### [Position identification records]
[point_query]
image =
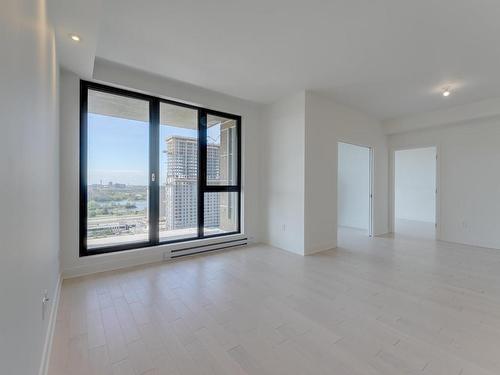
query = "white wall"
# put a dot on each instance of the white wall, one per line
(283, 174)
(469, 181)
(415, 184)
(353, 199)
(29, 190)
(328, 123)
(300, 170)
(118, 75)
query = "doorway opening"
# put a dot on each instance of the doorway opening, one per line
(354, 190)
(415, 192)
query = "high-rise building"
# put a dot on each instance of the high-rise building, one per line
(180, 203)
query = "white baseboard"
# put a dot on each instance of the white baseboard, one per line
(137, 257)
(44, 367)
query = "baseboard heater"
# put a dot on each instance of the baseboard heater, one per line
(178, 253)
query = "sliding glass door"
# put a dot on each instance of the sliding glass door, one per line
(154, 171)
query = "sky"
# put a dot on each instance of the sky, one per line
(118, 149)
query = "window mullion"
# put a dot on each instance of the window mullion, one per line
(202, 169)
(154, 178)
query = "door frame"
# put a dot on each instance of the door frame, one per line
(392, 184)
(370, 179)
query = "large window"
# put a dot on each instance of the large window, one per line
(154, 171)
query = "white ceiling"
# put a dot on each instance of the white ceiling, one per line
(388, 58)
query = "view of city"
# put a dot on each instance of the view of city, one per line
(118, 210)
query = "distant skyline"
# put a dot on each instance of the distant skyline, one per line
(118, 149)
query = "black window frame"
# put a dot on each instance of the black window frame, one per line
(154, 169)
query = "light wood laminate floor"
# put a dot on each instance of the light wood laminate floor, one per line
(372, 306)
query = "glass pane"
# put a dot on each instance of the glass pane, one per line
(222, 151)
(221, 213)
(118, 170)
(178, 172)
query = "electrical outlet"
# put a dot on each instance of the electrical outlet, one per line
(45, 302)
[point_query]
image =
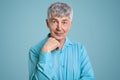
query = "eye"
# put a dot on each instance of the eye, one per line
(54, 21)
(64, 22)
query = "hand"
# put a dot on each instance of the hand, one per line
(50, 45)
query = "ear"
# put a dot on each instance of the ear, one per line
(47, 23)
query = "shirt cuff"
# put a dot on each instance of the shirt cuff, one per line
(45, 57)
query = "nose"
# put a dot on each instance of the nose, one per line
(59, 26)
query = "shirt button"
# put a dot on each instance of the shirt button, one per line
(63, 66)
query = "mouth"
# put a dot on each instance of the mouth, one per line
(59, 34)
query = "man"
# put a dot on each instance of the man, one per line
(57, 57)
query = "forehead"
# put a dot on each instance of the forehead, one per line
(63, 18)
(57, 17)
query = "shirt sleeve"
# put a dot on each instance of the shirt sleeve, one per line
(86, 68)
(40, 65)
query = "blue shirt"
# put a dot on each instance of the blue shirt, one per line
(71, 62)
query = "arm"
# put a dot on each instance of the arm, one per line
(40, 62)
(40, 67)
(86, 68)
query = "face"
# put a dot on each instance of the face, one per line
(59, 26)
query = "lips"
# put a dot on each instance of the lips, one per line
(58, 34)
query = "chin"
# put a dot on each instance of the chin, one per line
(59, 38)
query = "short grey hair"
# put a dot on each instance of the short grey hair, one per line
(61, 9)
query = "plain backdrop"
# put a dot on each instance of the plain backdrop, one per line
(96, 24)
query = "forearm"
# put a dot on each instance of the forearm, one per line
(40, 68)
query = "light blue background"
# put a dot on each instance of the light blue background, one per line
(96, 24)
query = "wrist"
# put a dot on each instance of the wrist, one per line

### [TASK DESCRIPTION]
Pictures are to be left out; the records above must be repeated word for word.

### [TASK SOLUTION]
[point_query]
image =
query = "white wall"
# put a dot on each instance of the white wall, one per line
(283, 174)
(469, 181)
(415, 184)
(353, 199)
(29, 190)
(328, 123)
(300, 170)
(118, 75)
query = "doorway opening"
# put a dot on each instance of the doorway opening, one per line
(354, 190)
(415, 192)
query = "high-rise building"
# put a dot on each instance of the high-rise building, one per line
(180, 203)
query = "white baseboard"
# put a dot on each instance of the white baseboard, one per line
(137, 257)
(44, 367)
query = "baseboard heater"
# put a dot on each instance of the baseboard heater, one per line
(178, 253)
query = "sliding glass door"
# put a dot on each instance of the sliding glass door, one per line
(154, 171)
query = "sky"
# put a dot on each instance of the sky, one per line
(118, 149)
query = "window mullion"
# put a dot on each instance of the window mullion, one per line
(202, 169)
(154, 178)
query = "door frame"
# put a dot on each instance of the door frame, one per line
(392, 184)
(370, 179)
query = "large window"
# put a dot on each instance of the large window, one per line
(154, 171)
query = "white ceiling"
# put a dot on each instance of the white ceiling, one per line
(388, 58)
query = "view of city"
# put a dot on each instance of the view of city, one per line
(118, 210)
query = "distant skyline"
# put a dot on each instance of the distant skyline, one per line
(118, 149)
query = "black window frame"
# put a dot on each instance of the black window frame, one per line
(154, 169)
query = "light wood laminate floor"
# put a dot on each instance of the light wood laminate floor, one per line
(372, 306)
query = "glass pane"
# put a dot on each instance of the glass pane, one per line
(222, 151)
(221, 213)
(118, 170)
(178, 172)
query = "electrical outlet"
# put a dot on each instance of the electrical outlet, one per line
(45, 302)
[point_query]
image =
query = "eye"
# put a dot on each instance of the eye, one per line
(54, 21)
(64, 22)
query = "hand"
# put a dot on each instance of the hand, one per line
(50, 45)
query = "ear"
# put a dot on each instance of the ear, one per line
(47, 23)
query = "shirt cuff"
# put a dot on each instance of the shirt cuff, one per line
(45, 57)
query = "nose"
# put a dot on each instance of the nose, one per line
(59, 26)
query = "shirt button"
# put a dot on each instance of the shirt button, one per line
(63, 66)
query = "mouth"
# put a dot on each instance of the mouth, one per line
(59, 34)
query = "man"
# put a dot on each instance of the man, one per line
(57, 57)
query = "forehead"
# put a dot on each instance of the forehead, one per line
(63, 18)
(57, 17)
query = "shirt sleeve"
# put a dot on each instance of the shirt sleeve, one per line
(86, 68)
(40, 65)
query = "blue shirt"
# put a dot on each instance of the blue shirt, one per line
(71, 62)
query = "arm"
# put a dot on each instance of the arm, one per line
(40, 62)
(40, 67)
(86, 68)
query = "face"
# put a dot on each instance of the face, one per line
(59, 26)
query = "lips"
# put a dot on each instance of the lips, one per line
(58, 34)
query = "chin"
# put a dot on each instance of the chin, one per line
(59, 38)
query = "short grey hair"
# put a dot on each instance of the short grey hair, one per line
(61, 9)
query = "plain backdrop"
# put a dot on each instance of the plain backdrop, one per line
(96, 24)
query = "forearm"
# put a dot on each instance of the forearm, one per line
(40, 68)
query = "light blue background"
# put a dot on each instance of the light blue background, one per line
(96, 24)
query = "wrist"
# put a dot on each instance of the wrist, one per line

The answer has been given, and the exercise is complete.